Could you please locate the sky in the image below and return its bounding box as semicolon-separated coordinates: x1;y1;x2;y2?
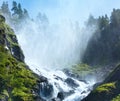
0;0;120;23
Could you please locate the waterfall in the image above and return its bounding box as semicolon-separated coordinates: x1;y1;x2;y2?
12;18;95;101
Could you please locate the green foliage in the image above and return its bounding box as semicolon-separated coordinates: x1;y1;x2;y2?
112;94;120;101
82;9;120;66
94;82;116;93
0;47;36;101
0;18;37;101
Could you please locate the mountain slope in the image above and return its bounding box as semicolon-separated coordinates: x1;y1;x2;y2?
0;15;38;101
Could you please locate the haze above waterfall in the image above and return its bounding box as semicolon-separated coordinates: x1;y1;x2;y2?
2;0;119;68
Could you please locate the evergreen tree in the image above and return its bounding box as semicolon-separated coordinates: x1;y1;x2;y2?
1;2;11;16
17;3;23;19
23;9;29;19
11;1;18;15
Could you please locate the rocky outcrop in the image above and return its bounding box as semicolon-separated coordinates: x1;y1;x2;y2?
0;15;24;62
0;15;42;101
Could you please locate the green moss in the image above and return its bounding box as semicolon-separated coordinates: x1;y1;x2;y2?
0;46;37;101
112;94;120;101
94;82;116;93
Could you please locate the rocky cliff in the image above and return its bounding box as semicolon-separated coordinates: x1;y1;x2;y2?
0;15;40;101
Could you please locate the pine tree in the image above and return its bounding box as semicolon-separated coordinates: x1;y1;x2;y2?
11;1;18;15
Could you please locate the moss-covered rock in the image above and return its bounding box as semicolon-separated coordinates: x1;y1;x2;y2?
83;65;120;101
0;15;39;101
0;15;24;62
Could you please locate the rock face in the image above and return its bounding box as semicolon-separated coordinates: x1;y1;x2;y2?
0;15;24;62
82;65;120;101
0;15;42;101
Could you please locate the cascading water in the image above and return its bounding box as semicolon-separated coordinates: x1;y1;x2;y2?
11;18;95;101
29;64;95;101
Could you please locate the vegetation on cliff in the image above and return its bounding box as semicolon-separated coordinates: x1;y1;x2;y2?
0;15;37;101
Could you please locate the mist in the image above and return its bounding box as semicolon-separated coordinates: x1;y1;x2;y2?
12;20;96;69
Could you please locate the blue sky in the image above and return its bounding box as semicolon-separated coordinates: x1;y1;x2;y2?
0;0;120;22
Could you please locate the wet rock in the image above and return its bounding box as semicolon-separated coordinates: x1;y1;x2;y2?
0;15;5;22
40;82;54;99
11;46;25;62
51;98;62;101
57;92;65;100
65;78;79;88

──────────

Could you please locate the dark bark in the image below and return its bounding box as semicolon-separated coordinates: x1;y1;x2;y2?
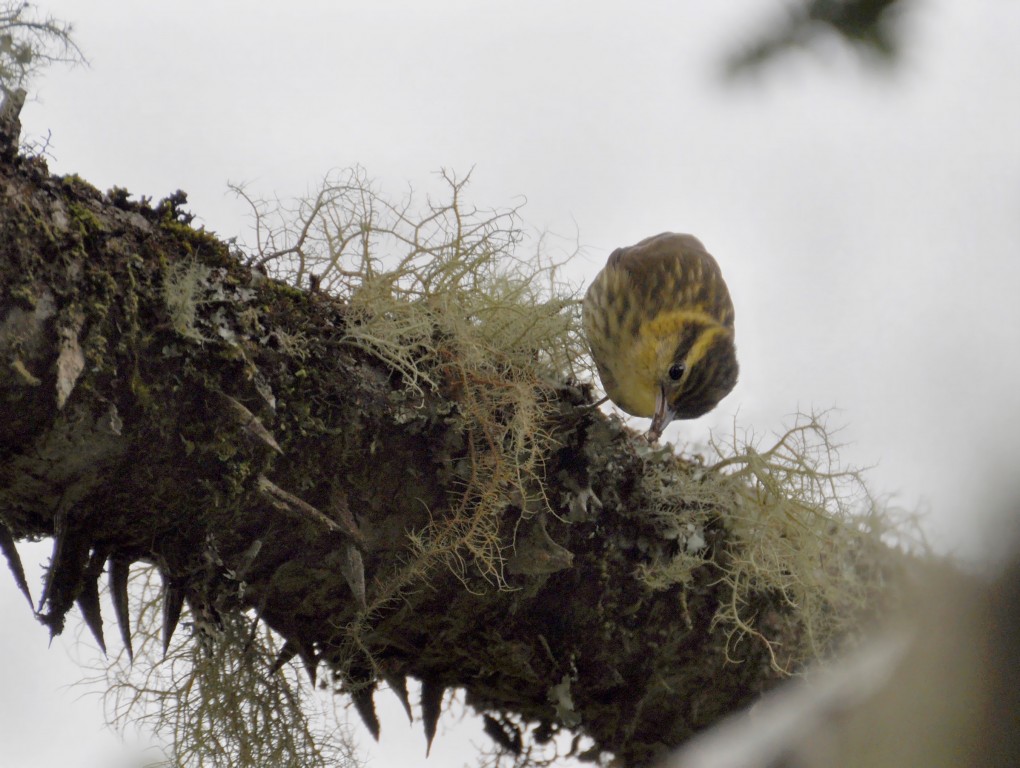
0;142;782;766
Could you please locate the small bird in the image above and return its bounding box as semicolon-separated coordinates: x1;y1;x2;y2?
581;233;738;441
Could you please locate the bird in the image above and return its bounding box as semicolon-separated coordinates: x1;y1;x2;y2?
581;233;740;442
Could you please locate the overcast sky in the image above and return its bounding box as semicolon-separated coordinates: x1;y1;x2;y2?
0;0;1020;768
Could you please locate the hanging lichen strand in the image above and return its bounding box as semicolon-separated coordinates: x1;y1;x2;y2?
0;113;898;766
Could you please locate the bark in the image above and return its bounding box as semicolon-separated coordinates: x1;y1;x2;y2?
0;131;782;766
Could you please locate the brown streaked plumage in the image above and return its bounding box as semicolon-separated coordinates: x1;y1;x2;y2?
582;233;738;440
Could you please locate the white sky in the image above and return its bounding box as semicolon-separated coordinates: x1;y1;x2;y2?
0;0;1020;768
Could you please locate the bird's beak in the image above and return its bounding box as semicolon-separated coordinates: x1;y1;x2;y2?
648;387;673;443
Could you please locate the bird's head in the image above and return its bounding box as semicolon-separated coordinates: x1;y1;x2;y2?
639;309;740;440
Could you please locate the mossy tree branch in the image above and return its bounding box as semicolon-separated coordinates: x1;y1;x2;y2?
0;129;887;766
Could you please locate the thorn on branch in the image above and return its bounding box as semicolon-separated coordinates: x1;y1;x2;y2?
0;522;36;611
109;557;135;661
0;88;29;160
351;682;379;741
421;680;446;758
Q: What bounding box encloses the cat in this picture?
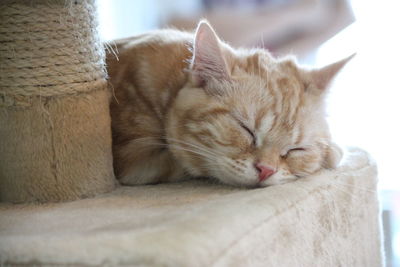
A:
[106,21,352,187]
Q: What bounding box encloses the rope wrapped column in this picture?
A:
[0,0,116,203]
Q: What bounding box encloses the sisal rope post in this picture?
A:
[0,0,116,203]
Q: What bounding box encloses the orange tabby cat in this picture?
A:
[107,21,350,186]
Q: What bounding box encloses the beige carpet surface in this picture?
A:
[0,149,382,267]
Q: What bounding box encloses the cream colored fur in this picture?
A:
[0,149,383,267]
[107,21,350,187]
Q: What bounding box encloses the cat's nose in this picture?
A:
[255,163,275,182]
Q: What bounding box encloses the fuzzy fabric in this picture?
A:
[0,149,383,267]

──────────

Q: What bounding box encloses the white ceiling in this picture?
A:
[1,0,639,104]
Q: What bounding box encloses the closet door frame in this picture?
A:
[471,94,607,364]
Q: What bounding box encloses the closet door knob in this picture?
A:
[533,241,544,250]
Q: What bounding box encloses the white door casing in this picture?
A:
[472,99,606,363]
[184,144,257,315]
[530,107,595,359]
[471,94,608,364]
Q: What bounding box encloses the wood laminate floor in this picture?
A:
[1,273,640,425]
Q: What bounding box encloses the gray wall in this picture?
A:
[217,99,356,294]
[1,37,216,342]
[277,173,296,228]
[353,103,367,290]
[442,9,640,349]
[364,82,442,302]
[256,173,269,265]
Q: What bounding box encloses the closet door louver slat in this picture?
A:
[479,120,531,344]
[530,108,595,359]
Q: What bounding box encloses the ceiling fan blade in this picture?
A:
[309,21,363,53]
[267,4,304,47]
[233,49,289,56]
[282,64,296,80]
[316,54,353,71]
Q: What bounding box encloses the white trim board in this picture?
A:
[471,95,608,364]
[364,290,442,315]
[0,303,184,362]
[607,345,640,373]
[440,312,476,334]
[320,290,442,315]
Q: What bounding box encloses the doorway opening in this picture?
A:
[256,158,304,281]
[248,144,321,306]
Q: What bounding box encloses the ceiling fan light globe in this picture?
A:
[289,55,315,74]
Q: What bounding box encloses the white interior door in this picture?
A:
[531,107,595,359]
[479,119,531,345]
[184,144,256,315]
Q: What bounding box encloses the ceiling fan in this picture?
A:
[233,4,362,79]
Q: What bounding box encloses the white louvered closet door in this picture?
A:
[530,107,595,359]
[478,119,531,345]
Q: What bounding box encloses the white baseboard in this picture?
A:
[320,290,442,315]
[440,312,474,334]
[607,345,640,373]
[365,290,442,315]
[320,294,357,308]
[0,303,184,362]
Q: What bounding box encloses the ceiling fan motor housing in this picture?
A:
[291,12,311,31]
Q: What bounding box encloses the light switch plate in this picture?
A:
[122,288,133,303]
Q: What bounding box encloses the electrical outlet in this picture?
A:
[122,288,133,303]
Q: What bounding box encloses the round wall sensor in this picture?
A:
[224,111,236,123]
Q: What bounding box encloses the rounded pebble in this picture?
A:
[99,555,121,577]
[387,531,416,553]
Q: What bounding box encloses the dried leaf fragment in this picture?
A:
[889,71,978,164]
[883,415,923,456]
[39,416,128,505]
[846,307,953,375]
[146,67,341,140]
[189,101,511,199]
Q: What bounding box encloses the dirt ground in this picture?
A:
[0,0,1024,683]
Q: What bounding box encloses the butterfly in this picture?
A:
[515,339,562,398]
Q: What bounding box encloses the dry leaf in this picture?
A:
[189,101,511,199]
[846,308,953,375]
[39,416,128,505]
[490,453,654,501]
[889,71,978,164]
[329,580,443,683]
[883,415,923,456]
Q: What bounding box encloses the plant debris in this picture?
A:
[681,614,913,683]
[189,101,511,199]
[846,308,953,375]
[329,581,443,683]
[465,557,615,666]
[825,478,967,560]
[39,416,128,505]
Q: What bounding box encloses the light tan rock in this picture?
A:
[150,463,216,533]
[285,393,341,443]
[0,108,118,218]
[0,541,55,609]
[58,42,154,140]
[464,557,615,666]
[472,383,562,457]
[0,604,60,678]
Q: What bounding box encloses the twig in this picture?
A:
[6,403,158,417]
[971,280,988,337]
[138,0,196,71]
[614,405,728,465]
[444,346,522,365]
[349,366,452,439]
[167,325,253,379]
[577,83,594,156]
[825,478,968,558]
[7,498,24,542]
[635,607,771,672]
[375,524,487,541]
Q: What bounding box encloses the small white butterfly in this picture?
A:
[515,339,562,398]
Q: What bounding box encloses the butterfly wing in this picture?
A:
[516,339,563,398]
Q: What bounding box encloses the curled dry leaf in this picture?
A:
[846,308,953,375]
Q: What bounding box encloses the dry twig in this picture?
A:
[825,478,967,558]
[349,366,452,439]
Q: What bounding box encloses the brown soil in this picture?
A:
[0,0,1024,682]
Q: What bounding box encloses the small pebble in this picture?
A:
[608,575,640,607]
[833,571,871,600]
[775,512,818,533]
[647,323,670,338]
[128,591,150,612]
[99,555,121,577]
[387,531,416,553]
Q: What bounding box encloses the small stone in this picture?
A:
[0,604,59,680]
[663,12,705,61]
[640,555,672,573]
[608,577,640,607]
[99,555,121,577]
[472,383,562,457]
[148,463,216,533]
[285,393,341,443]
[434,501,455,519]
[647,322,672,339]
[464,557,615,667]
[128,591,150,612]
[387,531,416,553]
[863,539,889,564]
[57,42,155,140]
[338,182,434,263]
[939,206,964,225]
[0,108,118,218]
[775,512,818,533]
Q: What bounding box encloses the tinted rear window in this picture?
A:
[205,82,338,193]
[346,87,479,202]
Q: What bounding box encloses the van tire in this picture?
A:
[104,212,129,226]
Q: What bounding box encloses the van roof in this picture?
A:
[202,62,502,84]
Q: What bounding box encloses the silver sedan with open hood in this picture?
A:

──────────

Copy the rows verbatim, starting at the line containing "Q: What bounding box encloses the twig" and ending at the line containing "[0,0,1024,682]", with both of those lines included.

Q: What bounding box encloses the twig in this picture?
A:
[6,403,158,417]
[971,280,988,337]
[138,0,196,71]
[614,405,728,465]
[444,346,522,365]
[349,366,452,439]
[167,325,253,379]
[577,83,594,156]
[825,478,968,558]
[7,498,24,542]
[635,607,771,672]
[375,524,487,541]
Q: What bounding box encloses the small white butterfly in this picture?
A:
[515,339,562,398]
Q: What bounding box encloses the butterfly wing in this picture?
A:
[516,339,563,398]
Q: What bounding box encloses the curled dry leaf in this picture?
A:
[846,308,953,375]
Q: What bounding box encloses the dry twig in this picture?
A:
[825,478,967,558]
[349,366,452,439]
Q: What bounding box encloses the brown soil in this picture?
A:
[0,0,1024,682]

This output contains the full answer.